-- GIVEN TASK 1 --
Summarize the passage on brick recognition in two sentences.
-- GIVEN TASK 2 --
Give what follows the final sentence of the passage on brick recognition, carrying its argument forward.
+++ SOURCE
What is the impact of one stable pose, say $p_1$, of all brick types being left out of a training set? The aspect graph itself would be incorrect. Not only would one face (at least) be missing (or presumed flat), but its interactions with its neighbouring faces would be incorrect. Recognition of that particular brick, if based on the learned visible aspects, would be impaired unless the particular viewpoint the camera sees is one from which only properly learned aspects are visible. If a third of the aspects are affected, then assuming all viewpoints are equiprobable, one third of all views of this brick would lead to erroneous recognition.

It is worth pointing out that the blocks in Figure 4c–f are examples of objects for which degenerate views are possible. The cross-section of each is the same, only the length differs, so even though a block may be in a stable pose, the imaging geometry would yield an ambiguous situation [68].

Is it possible that the other aspects for this brick or the aspects of other bricks could together combine to permit correct recognition? We could consider this on a case-by-case basis, but this would be quite tedious. Nevertheless, it might be, with generous assumptions about the capabilities of the learned network, that the learned elements corresponding to the bricks in Figure 4d–f could combine to provide what is needed to recognize the slope of intermediate size, shown in the previous set. But there is no corresponding brick combination for the first one in the previous set, nor for many other bricks; they are all quite unique. Thus, recognition of those bricks is assumed to fail if the proper constellation of aspects is not seen.

It seems safe to think that the error would be larger than that of the ideal network which has already been pegged at $G_A<0.000018$. If no brick is seen with $p_2$, for example, it means that one third, or 1130, of the possible brick appearances would have to be recognized as a result of generalization. We can make generous assumptions about the generalization capabilities of the network, specifically that it can successfully handle similar bricks such as the roof-like ones just depicted even if no training sample for a particular pose is present. However, a rough count in the brick library yields 132 unique pieces that have no similar ones from which a generalization can easily obtained, or in other words, 12% of the possible 1130 unique bricks.
++++++
+++ INFORMATION SUPPLIED
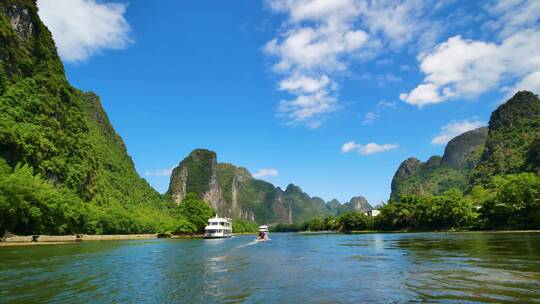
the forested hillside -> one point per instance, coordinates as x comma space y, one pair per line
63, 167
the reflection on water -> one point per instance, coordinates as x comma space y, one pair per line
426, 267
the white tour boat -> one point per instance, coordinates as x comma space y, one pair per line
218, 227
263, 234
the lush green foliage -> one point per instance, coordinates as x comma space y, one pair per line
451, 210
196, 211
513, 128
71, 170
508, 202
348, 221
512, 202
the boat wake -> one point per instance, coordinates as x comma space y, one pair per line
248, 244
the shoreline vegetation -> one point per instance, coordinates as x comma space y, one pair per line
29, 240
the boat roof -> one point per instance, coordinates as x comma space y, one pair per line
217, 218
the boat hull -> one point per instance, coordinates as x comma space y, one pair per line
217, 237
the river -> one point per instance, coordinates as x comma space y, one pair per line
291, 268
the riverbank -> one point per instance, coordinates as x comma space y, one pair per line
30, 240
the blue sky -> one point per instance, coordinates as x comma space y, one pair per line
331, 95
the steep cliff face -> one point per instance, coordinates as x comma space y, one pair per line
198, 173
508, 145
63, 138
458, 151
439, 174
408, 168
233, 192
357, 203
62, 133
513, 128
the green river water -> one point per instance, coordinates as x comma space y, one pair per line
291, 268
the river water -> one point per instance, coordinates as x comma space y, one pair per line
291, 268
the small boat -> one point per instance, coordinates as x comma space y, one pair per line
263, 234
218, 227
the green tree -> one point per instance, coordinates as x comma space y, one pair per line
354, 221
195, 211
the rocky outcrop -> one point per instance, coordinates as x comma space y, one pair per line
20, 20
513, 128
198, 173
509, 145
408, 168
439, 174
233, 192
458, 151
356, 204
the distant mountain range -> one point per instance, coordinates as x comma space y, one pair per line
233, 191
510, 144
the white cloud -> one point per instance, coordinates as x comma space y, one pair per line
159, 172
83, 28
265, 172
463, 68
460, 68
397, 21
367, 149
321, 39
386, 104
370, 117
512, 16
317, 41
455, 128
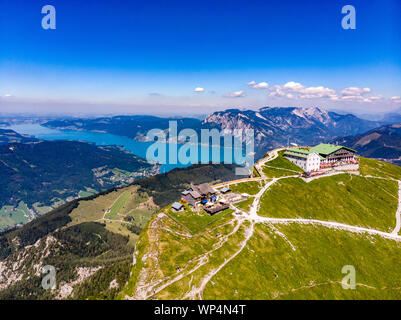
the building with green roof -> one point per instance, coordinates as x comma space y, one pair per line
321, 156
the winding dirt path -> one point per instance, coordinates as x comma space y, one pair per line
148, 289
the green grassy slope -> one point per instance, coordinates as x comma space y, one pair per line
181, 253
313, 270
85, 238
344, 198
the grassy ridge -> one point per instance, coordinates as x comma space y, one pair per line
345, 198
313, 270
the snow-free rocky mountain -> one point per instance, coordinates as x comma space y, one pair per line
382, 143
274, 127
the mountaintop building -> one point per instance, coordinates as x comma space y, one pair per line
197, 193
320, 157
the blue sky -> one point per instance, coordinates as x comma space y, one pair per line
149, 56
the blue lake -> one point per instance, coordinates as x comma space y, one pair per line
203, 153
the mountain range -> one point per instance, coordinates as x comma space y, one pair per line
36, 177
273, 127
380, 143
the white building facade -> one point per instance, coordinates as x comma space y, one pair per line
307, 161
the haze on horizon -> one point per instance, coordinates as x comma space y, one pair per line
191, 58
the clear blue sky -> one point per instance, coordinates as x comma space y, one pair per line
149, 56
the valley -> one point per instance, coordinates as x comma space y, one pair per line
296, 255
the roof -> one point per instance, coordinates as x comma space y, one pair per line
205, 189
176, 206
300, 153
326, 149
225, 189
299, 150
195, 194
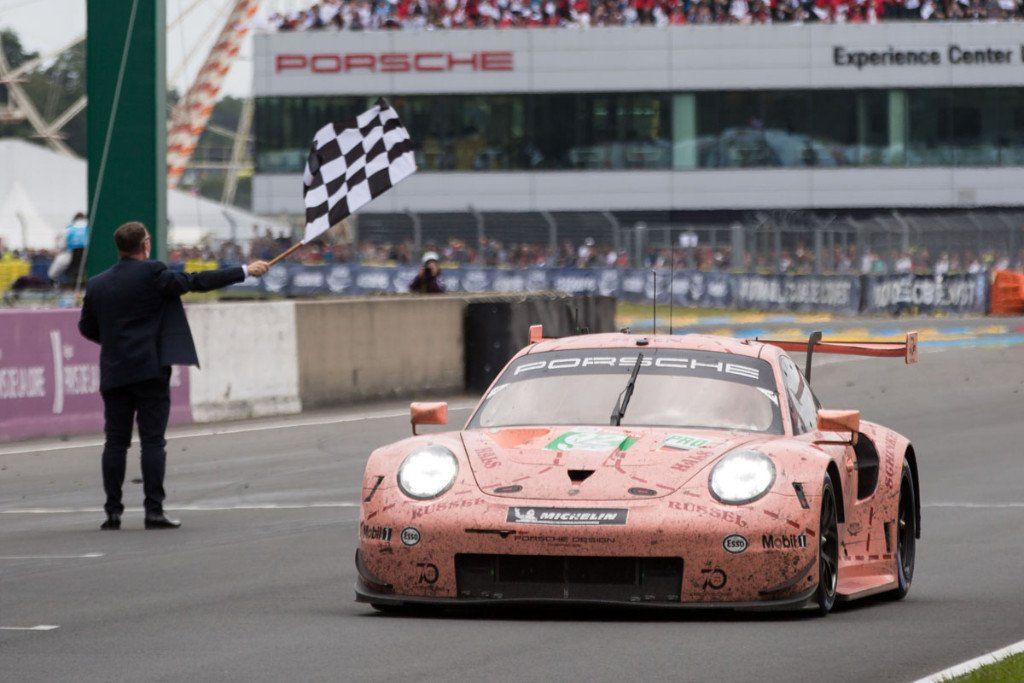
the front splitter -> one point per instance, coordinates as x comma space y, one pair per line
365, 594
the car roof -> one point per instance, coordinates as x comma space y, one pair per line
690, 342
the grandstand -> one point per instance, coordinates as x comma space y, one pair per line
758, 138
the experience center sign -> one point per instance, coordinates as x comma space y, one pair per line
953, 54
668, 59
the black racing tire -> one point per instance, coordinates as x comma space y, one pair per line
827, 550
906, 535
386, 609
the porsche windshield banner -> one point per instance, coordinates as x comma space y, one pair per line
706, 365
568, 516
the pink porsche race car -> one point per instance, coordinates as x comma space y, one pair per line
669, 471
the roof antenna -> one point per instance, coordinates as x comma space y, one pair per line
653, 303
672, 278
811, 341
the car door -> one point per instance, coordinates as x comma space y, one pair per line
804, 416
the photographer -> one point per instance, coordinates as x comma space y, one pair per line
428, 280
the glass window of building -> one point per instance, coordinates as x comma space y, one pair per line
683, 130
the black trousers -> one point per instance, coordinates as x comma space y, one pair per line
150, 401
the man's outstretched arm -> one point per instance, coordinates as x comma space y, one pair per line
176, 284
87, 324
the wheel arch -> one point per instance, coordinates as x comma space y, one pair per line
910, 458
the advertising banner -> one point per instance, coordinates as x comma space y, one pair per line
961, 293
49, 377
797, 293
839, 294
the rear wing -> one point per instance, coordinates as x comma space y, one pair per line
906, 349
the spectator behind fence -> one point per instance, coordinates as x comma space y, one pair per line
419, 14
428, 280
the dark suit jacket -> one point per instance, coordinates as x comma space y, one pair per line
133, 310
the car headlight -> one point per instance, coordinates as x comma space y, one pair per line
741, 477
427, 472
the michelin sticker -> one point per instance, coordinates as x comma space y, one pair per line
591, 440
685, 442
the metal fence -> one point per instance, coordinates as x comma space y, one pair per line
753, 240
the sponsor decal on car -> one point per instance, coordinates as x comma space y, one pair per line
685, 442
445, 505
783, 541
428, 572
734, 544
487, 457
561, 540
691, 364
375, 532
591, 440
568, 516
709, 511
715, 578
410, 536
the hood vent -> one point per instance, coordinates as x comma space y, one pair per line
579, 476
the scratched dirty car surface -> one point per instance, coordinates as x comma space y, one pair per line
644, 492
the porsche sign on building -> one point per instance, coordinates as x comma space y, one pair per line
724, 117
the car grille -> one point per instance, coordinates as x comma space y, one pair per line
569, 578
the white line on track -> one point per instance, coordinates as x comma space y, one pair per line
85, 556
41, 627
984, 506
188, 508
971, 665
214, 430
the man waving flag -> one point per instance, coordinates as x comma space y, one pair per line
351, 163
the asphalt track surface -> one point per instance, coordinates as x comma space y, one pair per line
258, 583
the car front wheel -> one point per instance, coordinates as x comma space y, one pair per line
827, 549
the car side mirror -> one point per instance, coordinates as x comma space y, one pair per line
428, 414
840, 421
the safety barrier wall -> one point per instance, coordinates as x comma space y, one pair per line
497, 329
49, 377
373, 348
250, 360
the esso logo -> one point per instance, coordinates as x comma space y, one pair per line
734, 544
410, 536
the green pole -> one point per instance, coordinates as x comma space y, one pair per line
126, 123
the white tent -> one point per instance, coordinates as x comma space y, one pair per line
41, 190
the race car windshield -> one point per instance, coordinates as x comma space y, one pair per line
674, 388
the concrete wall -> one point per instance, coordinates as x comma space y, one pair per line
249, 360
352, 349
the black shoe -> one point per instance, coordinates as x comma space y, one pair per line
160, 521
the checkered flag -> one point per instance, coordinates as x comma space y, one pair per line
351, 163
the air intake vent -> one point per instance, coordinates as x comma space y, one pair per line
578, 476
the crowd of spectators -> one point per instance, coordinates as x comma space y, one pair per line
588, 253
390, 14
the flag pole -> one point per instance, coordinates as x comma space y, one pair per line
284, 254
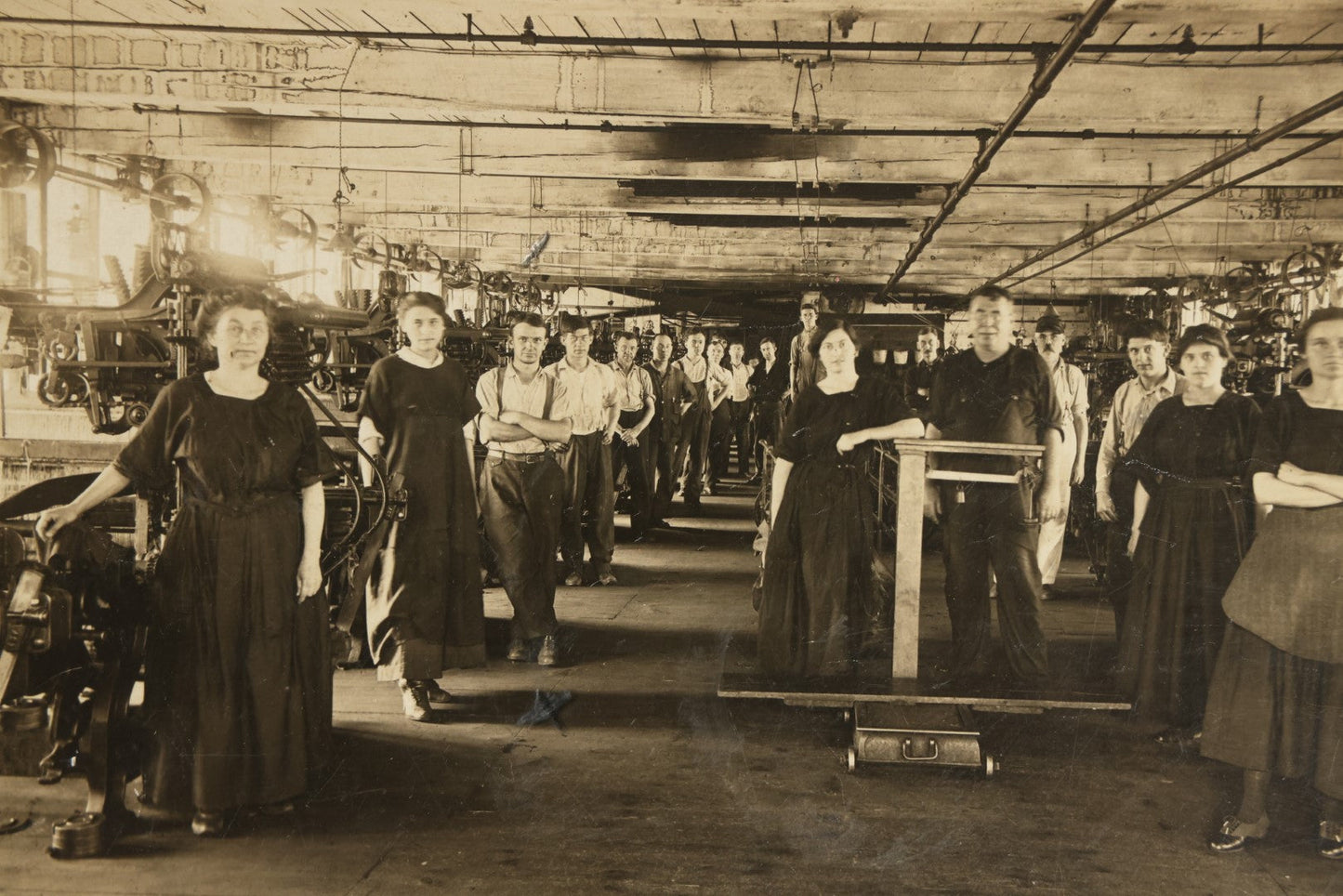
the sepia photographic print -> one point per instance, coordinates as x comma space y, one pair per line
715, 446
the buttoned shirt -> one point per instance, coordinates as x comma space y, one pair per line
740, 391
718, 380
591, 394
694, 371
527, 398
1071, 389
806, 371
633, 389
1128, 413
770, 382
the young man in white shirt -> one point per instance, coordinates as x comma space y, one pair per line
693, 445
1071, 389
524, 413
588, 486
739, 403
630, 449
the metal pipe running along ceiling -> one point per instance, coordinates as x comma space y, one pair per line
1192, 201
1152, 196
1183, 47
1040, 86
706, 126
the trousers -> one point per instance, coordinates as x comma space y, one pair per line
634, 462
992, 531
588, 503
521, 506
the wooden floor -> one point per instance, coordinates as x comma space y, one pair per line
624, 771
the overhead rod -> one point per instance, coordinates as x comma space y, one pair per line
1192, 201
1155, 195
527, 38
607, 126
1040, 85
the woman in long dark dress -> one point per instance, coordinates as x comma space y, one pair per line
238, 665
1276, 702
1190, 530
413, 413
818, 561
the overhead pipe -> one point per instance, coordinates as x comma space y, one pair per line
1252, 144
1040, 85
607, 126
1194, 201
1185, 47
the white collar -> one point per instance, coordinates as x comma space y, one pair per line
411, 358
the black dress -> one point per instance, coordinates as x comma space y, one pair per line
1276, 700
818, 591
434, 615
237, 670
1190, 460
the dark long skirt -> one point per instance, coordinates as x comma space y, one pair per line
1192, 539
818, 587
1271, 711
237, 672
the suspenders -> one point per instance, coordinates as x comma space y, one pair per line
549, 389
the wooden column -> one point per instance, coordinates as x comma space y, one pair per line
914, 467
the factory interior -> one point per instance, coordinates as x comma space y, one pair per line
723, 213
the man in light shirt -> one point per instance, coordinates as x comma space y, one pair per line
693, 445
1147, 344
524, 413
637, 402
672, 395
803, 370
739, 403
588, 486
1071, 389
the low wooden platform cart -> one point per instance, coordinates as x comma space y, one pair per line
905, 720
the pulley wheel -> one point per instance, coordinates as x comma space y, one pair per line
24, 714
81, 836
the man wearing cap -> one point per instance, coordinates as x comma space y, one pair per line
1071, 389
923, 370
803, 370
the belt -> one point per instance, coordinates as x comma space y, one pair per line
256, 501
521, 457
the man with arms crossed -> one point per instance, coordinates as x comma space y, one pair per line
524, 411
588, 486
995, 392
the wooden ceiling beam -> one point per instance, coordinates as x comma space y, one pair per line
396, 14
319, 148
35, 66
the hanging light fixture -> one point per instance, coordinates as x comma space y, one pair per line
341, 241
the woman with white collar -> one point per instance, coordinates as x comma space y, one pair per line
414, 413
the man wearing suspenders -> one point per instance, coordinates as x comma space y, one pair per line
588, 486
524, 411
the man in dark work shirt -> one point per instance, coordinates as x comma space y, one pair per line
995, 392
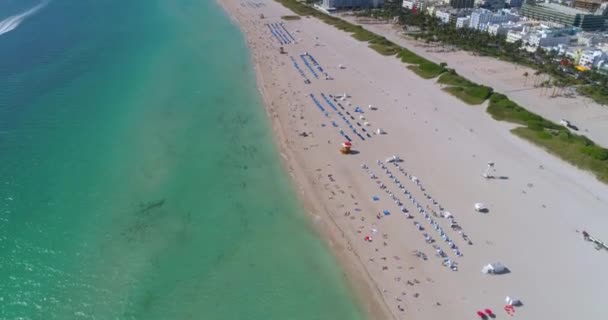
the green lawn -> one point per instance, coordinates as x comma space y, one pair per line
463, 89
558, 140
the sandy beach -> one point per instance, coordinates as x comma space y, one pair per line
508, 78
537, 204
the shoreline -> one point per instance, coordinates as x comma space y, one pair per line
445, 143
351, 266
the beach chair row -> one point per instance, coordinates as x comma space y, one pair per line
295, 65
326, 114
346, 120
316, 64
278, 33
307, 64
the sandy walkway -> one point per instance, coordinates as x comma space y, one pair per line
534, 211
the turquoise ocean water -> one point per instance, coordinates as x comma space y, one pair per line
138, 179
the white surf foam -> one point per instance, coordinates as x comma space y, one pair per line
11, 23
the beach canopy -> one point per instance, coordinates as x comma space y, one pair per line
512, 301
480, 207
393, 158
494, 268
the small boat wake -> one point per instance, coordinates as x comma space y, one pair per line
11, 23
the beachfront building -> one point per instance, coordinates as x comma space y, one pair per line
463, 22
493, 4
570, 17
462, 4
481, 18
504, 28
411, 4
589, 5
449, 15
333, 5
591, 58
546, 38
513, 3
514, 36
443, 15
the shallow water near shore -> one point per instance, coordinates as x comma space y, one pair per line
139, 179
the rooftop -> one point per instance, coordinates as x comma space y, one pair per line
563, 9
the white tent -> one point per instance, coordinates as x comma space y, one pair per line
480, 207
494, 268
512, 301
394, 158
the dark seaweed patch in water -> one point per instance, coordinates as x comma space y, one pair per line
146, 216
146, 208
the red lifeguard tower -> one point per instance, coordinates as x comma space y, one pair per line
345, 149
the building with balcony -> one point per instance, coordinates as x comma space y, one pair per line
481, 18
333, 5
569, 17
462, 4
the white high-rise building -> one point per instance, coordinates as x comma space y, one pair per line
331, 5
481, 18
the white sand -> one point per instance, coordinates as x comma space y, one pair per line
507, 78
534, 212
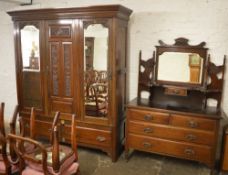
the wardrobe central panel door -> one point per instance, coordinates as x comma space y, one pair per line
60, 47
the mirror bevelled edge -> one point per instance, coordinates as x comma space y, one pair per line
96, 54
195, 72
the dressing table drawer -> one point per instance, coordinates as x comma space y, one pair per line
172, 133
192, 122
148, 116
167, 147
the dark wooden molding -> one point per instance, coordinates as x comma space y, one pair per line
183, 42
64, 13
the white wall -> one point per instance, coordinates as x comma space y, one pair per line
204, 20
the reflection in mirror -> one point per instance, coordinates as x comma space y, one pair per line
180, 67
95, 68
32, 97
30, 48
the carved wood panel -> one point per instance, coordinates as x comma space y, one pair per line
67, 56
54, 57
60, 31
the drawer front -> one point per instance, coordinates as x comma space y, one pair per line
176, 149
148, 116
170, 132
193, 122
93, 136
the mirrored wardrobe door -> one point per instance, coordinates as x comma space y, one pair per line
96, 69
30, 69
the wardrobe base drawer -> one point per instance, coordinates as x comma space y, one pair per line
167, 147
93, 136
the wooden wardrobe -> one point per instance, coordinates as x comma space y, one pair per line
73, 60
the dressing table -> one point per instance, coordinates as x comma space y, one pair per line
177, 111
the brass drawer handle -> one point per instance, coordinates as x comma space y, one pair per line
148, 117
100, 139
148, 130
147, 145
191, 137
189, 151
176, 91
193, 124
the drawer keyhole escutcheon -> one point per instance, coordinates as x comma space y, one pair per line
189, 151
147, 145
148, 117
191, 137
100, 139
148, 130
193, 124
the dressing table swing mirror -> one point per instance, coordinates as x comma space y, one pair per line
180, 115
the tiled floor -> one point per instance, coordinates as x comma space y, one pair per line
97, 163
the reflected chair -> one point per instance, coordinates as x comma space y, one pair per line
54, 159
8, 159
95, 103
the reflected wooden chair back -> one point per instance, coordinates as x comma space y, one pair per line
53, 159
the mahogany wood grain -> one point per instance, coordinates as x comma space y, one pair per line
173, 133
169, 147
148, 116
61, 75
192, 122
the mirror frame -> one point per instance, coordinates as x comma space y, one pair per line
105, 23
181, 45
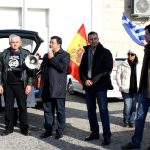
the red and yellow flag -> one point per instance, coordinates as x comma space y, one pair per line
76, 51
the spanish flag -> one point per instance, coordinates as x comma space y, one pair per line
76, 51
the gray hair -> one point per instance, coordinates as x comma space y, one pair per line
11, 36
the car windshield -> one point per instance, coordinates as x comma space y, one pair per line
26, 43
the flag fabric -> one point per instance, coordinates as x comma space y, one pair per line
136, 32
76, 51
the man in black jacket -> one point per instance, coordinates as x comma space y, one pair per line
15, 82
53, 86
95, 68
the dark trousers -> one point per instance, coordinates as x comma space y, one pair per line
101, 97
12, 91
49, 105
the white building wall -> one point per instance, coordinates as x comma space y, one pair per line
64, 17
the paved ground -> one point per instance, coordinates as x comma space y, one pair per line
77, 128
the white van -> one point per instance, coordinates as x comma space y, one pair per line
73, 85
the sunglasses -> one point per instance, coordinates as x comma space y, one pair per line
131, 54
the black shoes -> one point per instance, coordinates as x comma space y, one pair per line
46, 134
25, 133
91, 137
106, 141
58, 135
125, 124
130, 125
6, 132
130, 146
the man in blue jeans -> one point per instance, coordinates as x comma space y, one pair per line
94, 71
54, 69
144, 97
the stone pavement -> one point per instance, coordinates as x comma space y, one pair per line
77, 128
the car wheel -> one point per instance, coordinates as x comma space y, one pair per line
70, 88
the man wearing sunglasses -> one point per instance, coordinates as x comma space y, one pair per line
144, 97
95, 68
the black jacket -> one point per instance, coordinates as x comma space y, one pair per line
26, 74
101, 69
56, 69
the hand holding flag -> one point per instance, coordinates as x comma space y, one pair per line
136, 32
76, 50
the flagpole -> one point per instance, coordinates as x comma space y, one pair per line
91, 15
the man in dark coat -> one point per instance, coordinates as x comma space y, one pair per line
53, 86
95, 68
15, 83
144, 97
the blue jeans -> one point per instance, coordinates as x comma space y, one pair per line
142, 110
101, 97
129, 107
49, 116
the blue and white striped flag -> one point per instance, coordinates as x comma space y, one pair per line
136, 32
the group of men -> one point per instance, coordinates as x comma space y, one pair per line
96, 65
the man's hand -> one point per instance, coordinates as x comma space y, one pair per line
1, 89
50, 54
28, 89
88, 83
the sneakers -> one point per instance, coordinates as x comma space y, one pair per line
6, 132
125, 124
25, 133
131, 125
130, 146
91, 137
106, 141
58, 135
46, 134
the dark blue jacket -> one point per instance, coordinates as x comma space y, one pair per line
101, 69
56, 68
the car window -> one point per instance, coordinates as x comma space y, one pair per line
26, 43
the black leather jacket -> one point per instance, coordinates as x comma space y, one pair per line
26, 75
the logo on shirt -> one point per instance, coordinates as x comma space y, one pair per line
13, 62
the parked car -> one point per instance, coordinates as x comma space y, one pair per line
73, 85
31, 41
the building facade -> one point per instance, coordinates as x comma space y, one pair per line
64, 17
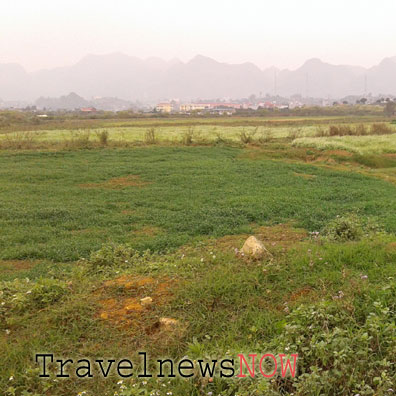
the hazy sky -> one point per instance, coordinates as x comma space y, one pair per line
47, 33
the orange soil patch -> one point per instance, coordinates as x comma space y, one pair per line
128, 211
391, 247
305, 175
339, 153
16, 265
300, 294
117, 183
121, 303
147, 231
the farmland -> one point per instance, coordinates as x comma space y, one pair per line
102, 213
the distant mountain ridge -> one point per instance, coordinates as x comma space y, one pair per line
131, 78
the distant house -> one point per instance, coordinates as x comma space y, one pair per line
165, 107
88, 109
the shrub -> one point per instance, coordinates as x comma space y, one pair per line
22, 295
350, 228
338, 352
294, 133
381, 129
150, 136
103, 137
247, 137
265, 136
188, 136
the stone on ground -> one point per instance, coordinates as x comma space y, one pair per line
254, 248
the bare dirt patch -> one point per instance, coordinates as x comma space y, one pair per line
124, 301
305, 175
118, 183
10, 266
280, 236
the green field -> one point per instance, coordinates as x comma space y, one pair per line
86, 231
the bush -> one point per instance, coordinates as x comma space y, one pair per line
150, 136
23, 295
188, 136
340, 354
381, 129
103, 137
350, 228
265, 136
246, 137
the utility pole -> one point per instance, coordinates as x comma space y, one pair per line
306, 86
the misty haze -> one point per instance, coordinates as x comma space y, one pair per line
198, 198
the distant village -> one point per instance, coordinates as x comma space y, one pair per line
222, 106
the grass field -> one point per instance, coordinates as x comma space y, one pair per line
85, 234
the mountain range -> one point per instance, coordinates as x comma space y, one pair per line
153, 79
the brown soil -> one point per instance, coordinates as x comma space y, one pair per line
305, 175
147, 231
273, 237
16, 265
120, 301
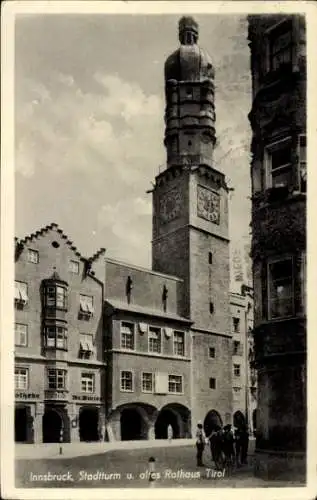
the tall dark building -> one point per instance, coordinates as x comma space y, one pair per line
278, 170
++++++
-- EXERCISE RESULT 1 --
Leaving one stable pose of all brick types out of a training set would make the aspect graph incorrect, and if a third of a brick's aspects are affected, one third of its views would lead to erroneous recognition, assuming all viewpoints are equiprobable. Even with generous assumptions about the network's generalization, many bricks are unique, and a rough count of the brick library finds 132 pieces with no similar ones to generalize from.

-- EXERCISE RESULT 2 --
A different possibility would be some kind of data augmentation in training set preparation. No data augmentation could remedy missing poses because no such method inserts patches out of other images (the stud surface appears in other poses of course). Even a data augmentation that could consider geometry would not be able to fill in the missing samples unless prior knowledge of what all the invisible aspects could look like, or assumptions of surface continuity, is somehow applied in the data augmentation process (see also work of Engstrom et al. [69] and Goodfellow et al. [70]). In any case, such an action has its own problems (as demonstrated by Rosenfeld et al. [71]) and would not be a sensible strategy.

Our hypothetical network $A^{-p}$ would have the following error, assuming the least error implied by the above arguments. Suppose that the generalization process is effective for the bricks for which there might be additive ways of deriving a brick (even if not straightforward), but for the 132 unique bricks they are all classified incorrectly, a 12% error as described. Thus, an estimate of overall test error is $G_{A^{-p}}<0.120018$. This estimate is likely too small.

4.5. Training Set Missing One Brick Shape

Suppose one shape is left out and that the resulting system $A^{-s}$ satisfies the empirical error stipulated above. Shape is a more abstract notion here than the other dimensions considered. It is included because one might imagine a customer requesting an order of all sloped bricks, of all rectangular bricks, of all plates, etc. For example, the bricks in Figure 5a–d are all considered plates, and their regularity is the thickness of the base. On the other hand, the bricks in Figure 5e–h are classified as slopes because they all contain a sloped surface.

There are 106 slope brick sub-types. The question here is if all plates (or slopes, or bricks, or wedges, etc.) were left out of the training set, could the resulting network generalize so that they could be recognized sufficiently well?

Let us consider some of the details of our assumed network $A^{-s}$. These images contain no texture information useful to the task, thus we assume that none is learned. The imaging geometry, especially the lighting, is such that shadows or other cues for shape from shading are not useful. We can also leave out colour for the current purpose. It is well-known that many learned networks represent receptive field tunings in early layers very similar to oriented Gabor filters in their early layers, and this seems a good first level of processing for the brick images. One can easily imagine what a line drawing of each of the LEGO^® bricks might be; the bricks are textureless. It is an acceptable assumption then that processing then continues on such a representation.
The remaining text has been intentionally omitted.